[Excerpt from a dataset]
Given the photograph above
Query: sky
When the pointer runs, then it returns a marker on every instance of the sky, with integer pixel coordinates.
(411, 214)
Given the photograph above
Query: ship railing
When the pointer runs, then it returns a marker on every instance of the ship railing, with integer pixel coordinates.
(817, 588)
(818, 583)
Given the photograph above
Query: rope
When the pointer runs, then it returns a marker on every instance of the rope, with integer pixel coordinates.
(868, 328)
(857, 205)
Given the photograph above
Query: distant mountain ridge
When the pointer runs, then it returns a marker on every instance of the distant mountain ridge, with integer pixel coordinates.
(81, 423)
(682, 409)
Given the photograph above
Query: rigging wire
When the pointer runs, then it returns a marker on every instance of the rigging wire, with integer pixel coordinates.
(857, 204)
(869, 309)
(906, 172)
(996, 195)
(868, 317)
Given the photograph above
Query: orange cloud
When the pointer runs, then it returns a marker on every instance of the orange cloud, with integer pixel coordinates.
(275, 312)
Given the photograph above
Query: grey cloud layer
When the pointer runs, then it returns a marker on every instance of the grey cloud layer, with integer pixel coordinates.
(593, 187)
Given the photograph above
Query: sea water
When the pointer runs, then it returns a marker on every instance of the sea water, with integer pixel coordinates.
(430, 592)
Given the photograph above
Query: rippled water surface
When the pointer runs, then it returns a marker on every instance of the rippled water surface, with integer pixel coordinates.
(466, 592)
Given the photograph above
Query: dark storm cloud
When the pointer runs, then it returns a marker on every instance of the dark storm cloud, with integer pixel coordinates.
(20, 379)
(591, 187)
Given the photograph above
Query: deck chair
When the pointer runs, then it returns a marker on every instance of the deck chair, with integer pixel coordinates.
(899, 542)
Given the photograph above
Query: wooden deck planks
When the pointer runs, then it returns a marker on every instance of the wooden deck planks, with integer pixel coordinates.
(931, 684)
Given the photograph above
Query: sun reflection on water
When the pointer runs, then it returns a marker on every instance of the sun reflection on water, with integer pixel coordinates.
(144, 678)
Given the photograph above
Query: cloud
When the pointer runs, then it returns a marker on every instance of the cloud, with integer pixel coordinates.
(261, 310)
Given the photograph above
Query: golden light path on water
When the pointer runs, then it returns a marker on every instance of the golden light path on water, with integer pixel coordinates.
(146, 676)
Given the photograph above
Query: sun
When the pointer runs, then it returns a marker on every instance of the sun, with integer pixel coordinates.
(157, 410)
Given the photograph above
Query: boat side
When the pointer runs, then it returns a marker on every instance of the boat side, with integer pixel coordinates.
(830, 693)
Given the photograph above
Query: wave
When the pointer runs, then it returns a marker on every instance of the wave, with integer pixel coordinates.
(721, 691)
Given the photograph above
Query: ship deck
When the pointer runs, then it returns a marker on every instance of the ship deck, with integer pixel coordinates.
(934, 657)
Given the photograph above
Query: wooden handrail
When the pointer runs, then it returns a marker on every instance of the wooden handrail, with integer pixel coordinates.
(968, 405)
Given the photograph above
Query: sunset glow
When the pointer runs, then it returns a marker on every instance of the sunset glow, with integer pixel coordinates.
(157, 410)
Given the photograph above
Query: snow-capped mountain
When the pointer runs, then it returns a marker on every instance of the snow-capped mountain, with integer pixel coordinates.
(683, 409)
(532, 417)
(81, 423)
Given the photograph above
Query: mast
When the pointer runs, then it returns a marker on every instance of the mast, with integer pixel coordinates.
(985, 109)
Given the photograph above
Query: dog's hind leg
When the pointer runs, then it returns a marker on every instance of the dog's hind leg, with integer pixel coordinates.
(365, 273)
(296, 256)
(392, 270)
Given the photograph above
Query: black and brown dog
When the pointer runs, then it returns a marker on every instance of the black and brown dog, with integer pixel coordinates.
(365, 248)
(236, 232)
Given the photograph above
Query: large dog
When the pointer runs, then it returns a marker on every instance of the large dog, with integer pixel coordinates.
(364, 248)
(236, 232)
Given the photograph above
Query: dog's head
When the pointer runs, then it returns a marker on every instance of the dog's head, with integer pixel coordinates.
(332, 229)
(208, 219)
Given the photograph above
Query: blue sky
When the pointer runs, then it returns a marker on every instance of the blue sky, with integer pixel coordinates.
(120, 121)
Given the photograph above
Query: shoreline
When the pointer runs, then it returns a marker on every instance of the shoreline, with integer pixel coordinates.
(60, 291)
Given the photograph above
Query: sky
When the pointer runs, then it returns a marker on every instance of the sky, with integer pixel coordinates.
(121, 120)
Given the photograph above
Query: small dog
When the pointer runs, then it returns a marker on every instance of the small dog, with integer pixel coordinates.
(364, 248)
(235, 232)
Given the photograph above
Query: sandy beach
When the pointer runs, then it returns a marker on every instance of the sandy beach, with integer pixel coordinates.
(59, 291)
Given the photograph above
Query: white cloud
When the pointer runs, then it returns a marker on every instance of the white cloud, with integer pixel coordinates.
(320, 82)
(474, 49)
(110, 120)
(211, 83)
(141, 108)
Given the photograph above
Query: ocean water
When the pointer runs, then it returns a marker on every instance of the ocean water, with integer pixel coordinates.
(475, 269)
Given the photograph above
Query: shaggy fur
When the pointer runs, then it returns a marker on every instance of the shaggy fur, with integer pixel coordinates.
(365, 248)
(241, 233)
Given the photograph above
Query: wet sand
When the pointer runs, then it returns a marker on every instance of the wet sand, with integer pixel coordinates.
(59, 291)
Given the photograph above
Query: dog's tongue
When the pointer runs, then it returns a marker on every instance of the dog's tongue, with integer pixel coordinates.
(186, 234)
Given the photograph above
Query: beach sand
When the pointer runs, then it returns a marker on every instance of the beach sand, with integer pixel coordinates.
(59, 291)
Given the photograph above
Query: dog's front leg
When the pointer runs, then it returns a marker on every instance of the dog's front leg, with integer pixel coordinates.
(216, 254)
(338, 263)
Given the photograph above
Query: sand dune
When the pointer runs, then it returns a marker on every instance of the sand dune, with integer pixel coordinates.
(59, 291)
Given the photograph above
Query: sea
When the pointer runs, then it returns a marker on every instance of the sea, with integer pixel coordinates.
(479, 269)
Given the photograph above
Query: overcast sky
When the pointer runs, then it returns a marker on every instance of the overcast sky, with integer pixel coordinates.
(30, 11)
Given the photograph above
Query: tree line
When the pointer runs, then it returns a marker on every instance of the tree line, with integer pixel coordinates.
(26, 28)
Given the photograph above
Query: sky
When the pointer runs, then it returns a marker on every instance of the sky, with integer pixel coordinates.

**PROBLEM REQUIREMENTS**
Report each line of the material above that contains the string "ship". Treat uppercase and lowercase letters as different.

**THE OUTPUT**
Query: ship railing
When the pointer runs, then it returns a marker on every instance of the ship railing, with integer pixel coordinates.
Query: ship deck
When the pointer runs, then it returns a marker on every instance of the ship deck, with integer pixel coordinates.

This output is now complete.